Supplied text
-*-*-

May 12, 2008
Against a Fear-Based Politics
by Michael Shellenberger
In most of the talks we give about global warming, we lay out the social science research about the connection between fear and conservatism. We describe why fear-based appeals on global warming (read: "An Inconvenient Truth") often backfire. And we argue that progressives must find a way to build a bridge for the public from fear to hope.
Inevitably, somebody afterwards protests, "But fear works so well for conservatives!"
To which we reply: exactly. Fear works well for conservatives.
Environmental leaders and insiders have known since 2000 that fear-based presentations of global warming backfire. It was then that CNN founder and environmental funder, Ted Turner, funded the Frameworks Institute to do research into how to "frame" global warming. Frameworks did focus groups, and hired cognitive scientists -- guys who analyze how we reason about the world -- to study how voters think about global warming disasters. They showed scary footage of hurricanes, floods, tornadoes and other myriad apocalyptic images, and then asked people what they thought. Here's what the cognitive scientists concluded:
- "The layering on of dire consequences, then, reinforces that this problem is too big to address."

-*-*-

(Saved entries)
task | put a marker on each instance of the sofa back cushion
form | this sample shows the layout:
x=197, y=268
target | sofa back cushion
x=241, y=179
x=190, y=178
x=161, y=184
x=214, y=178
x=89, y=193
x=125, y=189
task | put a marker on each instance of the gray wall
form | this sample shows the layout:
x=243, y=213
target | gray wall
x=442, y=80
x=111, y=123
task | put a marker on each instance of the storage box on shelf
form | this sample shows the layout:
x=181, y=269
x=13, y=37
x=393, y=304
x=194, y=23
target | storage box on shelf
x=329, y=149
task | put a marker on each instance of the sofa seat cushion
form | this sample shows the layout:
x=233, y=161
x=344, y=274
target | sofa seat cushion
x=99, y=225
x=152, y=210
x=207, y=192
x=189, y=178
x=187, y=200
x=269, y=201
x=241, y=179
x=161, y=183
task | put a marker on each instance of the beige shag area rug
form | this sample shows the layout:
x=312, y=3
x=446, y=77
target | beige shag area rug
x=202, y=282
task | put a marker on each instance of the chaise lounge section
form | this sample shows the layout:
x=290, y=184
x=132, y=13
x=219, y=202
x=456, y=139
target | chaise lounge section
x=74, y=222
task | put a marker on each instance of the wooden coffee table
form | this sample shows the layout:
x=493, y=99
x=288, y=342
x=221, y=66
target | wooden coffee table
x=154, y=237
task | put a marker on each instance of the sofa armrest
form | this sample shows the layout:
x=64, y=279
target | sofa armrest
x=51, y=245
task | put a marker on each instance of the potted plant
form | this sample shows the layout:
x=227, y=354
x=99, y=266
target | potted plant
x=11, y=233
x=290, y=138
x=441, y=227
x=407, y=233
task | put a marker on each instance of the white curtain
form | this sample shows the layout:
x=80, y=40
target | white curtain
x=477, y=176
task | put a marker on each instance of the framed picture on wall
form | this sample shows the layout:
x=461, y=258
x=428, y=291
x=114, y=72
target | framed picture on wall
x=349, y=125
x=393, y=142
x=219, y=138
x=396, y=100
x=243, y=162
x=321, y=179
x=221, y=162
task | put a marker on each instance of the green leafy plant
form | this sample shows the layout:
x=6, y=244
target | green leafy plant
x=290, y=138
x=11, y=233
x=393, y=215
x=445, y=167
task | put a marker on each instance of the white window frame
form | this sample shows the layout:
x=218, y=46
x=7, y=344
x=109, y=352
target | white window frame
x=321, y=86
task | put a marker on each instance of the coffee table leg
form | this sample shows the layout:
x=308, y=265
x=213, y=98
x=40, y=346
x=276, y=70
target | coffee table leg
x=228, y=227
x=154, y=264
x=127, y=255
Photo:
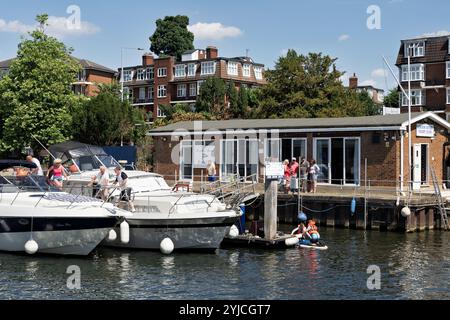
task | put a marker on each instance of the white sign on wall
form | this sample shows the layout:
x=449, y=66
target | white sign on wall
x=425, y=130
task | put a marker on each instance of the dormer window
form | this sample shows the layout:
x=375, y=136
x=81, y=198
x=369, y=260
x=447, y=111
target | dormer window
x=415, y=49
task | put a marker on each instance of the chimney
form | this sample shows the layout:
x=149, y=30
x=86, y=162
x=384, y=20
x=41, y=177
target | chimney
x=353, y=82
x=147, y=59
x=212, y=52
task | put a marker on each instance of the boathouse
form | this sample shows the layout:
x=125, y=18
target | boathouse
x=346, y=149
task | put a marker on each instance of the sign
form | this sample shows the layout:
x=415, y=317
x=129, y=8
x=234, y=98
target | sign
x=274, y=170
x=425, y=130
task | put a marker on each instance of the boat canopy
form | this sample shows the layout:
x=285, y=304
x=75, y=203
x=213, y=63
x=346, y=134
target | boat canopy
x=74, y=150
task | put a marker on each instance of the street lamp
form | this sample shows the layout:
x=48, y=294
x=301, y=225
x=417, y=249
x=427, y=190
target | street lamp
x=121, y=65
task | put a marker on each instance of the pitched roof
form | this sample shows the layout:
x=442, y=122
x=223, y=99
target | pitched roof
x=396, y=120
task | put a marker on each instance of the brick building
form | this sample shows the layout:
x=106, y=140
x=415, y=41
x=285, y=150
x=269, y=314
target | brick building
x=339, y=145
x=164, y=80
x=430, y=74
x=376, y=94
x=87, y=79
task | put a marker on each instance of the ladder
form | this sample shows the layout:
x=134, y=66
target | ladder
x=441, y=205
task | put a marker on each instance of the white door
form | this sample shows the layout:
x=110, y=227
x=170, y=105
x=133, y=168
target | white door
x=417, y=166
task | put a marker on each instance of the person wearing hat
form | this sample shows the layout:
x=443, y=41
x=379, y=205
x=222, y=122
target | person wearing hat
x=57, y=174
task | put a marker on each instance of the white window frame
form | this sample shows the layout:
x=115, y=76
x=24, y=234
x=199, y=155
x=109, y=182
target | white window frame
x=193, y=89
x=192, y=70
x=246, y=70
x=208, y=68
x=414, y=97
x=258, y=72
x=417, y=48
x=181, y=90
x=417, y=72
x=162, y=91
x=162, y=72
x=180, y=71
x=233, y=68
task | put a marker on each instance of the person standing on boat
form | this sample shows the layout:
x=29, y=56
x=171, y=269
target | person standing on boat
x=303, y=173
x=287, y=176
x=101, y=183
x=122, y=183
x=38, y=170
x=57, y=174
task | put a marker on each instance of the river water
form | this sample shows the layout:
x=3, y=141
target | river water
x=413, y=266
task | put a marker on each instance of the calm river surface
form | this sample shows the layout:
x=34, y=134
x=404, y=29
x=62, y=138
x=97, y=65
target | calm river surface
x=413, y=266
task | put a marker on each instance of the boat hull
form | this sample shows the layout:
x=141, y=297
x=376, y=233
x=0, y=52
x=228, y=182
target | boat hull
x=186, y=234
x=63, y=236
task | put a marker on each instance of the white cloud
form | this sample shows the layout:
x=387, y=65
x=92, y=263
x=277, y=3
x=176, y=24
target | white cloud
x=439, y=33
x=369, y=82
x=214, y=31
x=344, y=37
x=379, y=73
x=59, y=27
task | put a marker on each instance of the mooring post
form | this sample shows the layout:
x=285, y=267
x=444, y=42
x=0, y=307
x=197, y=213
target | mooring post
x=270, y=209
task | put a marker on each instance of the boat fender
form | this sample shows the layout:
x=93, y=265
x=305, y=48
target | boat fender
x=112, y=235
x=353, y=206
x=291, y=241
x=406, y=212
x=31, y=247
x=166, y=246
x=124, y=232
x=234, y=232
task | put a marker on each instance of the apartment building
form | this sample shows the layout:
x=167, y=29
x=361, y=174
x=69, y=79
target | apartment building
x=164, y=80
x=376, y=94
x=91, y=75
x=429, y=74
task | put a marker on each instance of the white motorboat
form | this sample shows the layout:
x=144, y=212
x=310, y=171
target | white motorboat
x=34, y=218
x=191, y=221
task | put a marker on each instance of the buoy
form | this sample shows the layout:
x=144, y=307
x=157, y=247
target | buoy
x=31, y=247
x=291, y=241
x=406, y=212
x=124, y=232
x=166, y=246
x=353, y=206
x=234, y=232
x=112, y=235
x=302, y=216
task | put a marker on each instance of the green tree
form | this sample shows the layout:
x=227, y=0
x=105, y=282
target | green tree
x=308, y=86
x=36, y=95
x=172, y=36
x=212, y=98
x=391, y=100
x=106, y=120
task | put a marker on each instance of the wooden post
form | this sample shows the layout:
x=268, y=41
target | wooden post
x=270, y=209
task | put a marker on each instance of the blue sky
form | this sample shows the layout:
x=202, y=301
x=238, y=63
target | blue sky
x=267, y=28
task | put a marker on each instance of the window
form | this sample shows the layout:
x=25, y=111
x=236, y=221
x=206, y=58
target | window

-*-*-

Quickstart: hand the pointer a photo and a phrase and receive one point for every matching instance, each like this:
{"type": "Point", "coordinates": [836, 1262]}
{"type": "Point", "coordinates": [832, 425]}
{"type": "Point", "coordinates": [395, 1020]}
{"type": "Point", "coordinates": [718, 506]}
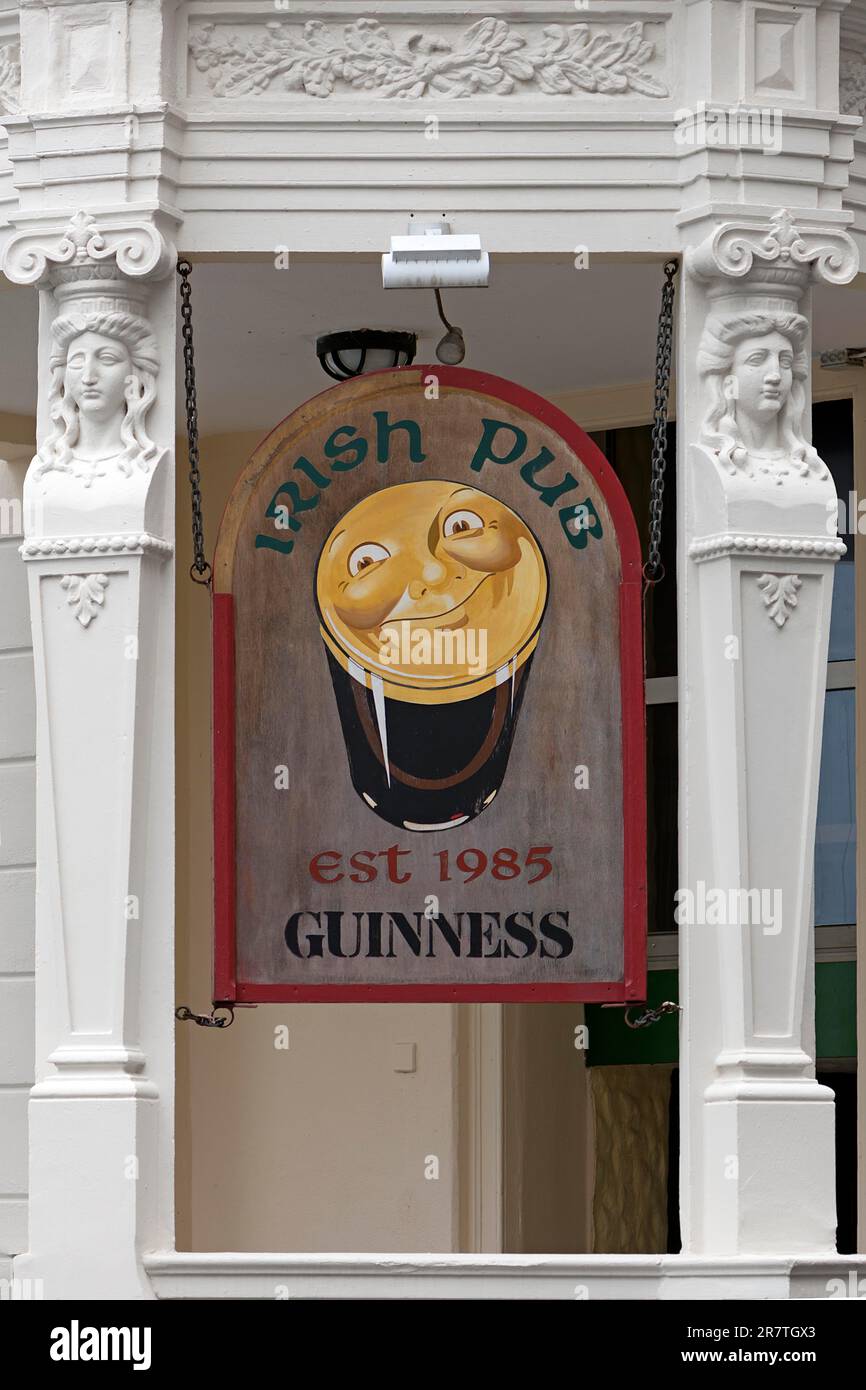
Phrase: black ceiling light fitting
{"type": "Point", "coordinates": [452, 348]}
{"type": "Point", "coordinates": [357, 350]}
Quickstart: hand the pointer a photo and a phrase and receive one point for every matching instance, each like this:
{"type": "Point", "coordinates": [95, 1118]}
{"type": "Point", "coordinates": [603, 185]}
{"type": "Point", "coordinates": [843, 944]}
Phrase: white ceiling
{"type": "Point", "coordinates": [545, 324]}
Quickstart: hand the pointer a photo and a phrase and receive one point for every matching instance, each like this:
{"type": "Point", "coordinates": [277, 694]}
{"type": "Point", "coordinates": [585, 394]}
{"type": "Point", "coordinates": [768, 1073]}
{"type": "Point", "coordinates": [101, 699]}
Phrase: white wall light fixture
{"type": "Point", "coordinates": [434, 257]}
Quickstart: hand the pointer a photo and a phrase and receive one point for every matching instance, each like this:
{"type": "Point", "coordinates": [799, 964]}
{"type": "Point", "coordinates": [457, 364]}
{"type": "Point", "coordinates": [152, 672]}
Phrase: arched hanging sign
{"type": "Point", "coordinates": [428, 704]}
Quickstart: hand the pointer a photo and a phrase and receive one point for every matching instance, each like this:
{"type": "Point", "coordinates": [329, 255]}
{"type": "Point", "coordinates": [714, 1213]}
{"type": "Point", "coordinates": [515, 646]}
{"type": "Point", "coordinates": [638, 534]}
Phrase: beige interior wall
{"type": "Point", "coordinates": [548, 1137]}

-*-*-

Questions on the material
A) Answer these questions using the essay against fear-based politics:
(i) Who funded the Frameworks Institute to research how to "frame" global warming?
(ii) What does somebody inevitably protest after the talks?
(iii) Since what year have environmental leaders and insiders known that fear-based presentations of global warming backfire?
B) List each kind of disaster that the essay against fear-based politics names in the scary footage Frameworks showed to people.

Answers for the tasks
A)
(i) Ted Turner, the CNN founder and environmental funder.
(ii) "But fear works so well for conservatives!"
(iii) Since 2000.

B) Hurricanes, floods, tornadoes